Please pull out each line of the records below that contains the word "cherry".

• • • • •

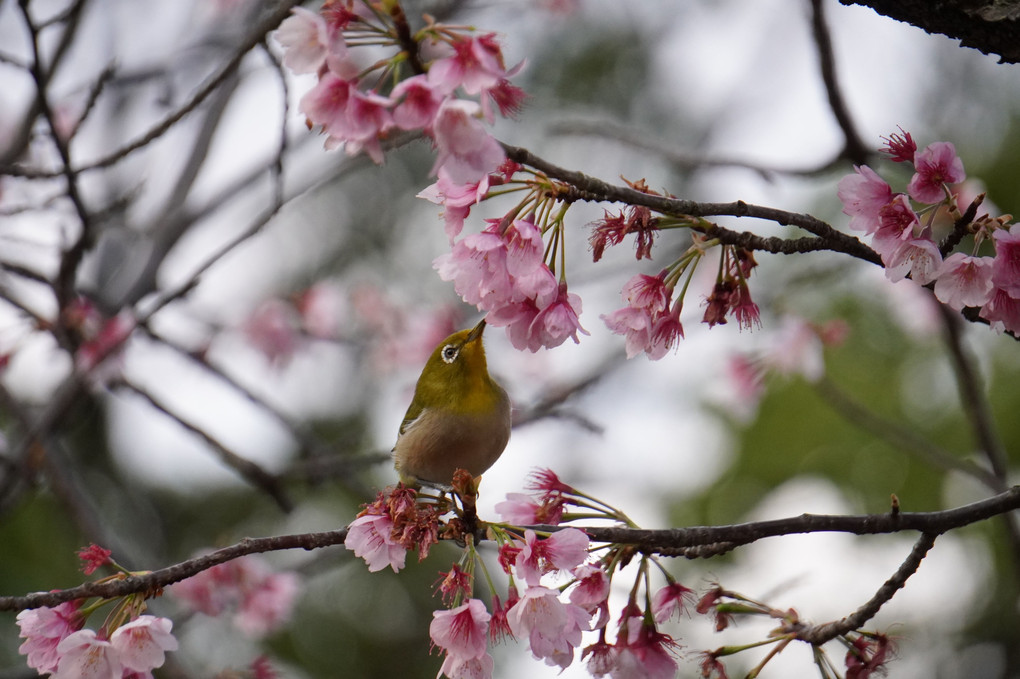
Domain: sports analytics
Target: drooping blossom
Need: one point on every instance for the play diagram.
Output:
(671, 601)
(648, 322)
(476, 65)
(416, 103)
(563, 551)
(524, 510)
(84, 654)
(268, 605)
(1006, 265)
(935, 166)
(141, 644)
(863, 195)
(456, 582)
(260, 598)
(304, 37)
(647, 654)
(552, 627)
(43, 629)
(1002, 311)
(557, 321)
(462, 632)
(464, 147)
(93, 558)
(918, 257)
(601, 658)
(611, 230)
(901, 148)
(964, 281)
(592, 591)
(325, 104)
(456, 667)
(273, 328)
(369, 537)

• • • • •

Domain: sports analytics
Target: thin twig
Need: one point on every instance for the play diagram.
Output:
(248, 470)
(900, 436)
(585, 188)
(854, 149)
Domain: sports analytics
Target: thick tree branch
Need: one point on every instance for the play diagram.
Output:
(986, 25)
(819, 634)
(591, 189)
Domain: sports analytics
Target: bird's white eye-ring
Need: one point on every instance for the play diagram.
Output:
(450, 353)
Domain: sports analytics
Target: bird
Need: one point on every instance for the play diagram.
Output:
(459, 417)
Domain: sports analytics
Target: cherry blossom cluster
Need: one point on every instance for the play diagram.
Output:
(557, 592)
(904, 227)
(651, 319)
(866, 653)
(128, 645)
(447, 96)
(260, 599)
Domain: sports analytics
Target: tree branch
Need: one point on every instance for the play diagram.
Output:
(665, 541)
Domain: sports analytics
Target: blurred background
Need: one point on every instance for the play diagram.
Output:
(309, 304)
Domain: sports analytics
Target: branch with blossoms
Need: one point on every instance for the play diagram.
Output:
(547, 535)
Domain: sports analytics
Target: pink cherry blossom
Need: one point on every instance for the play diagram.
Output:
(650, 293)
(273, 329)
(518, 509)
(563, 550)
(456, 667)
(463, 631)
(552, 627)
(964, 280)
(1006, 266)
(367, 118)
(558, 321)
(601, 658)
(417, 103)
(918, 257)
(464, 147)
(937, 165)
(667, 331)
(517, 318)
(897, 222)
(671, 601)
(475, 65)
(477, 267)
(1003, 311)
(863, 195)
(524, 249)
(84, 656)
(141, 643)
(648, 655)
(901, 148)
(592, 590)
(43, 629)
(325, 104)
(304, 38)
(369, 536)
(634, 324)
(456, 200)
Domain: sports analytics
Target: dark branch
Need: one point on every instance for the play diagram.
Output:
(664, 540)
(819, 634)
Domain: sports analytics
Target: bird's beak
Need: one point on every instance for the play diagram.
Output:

• • • • •

:: Output for this task ::
Target: cherry blossom cluster
Target: pink cherry blossom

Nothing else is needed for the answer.